→ **Your instructions**
Only the lines from the one containing "In the picture above, where can the white railing" to the end of the records belong in the output; print them exactly.

-------- Given data

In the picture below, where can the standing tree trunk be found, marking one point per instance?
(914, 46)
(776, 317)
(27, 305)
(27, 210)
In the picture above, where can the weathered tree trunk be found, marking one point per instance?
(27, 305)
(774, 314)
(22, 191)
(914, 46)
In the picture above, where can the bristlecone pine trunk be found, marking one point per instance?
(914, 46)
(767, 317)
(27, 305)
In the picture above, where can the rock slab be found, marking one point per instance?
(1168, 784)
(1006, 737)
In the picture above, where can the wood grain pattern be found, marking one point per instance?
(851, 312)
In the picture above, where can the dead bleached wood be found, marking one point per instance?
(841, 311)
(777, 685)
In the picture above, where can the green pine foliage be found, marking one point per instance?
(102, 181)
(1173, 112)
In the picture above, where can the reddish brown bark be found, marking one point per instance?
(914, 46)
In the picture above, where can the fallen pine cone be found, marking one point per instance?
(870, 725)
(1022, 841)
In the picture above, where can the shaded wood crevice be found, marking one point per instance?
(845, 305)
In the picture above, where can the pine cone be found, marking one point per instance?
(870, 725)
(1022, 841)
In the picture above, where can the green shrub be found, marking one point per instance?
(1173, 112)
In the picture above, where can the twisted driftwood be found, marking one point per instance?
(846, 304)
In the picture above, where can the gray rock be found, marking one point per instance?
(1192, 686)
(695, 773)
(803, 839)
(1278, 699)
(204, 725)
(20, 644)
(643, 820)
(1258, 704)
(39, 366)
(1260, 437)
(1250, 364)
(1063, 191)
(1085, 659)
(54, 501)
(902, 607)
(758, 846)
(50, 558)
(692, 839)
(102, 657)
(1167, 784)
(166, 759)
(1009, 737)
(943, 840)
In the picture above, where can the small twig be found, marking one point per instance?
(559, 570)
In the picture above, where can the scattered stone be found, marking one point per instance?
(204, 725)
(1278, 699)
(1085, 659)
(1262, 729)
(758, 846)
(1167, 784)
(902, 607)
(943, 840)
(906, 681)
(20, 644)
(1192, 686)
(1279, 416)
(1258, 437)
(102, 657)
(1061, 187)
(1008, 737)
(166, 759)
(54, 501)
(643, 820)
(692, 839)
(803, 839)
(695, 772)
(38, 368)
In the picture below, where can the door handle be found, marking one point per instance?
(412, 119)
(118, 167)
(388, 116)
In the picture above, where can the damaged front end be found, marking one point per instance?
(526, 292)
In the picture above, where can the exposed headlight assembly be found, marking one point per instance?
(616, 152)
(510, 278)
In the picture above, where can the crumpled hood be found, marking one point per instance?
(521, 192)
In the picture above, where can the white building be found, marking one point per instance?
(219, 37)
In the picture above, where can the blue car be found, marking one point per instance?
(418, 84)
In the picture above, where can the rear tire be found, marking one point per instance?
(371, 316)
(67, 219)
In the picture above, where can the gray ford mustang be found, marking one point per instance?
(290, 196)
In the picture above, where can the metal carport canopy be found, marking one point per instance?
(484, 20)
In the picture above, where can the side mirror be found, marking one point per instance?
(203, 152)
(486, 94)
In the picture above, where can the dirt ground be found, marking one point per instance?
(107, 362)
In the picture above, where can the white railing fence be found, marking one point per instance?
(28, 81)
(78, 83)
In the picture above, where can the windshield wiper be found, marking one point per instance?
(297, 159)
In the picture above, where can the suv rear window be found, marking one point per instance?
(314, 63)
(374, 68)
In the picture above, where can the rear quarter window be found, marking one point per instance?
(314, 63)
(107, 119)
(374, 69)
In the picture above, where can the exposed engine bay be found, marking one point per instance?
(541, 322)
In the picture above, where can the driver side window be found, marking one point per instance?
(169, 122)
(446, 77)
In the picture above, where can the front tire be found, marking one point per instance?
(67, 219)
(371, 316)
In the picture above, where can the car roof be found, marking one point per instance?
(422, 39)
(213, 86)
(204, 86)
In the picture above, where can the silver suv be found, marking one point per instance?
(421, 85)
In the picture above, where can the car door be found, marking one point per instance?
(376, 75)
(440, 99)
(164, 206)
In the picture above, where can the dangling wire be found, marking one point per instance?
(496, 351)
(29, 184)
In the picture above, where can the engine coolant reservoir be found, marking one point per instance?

----------------

→ **Your response**
In the picture above, where can the white railing fence be found, marking one point per instance?
(28, 81)
(78, 83)
In the picture above, where can the windshield wiper be found, marking one point per instance?
(297, 159)
In the picture above, where can the suv rear window be found, marking one point per instance?
(314, 63)
(374, 68)
In the picture above, where can the rear quarter window be found, marking one point per instance?
(314, 63)
(107, 119)
(374, 69)
In the picture above, where can the exposed engine bay be found, marking one point per instance?
(541, 322)
In the picture above, where can the driver side window be found, marking one point per instance?
(169, 122)
(446, 77)
In the picture above, where can the front tire be found, marking one point per instance?
(67, 219)
(371, 316)
In the picture above, where can the car roof be found, marking one point per instance?
(422, 39)
(213, 86)
(204, 86)
In the picture above, where can the silver suv be found, marking one point per instance?
(421, 85)
In the picture above, where can the car door be found, marking one point per instance?
(376, 75)
(440, 99)
(164, 206)
In the picture above, where can the dangling wire be found, marking one point per instance?
(496, 351)
(29, 184)
In the picture above, where can the engine coolant reservoir be found, marking one point per instance?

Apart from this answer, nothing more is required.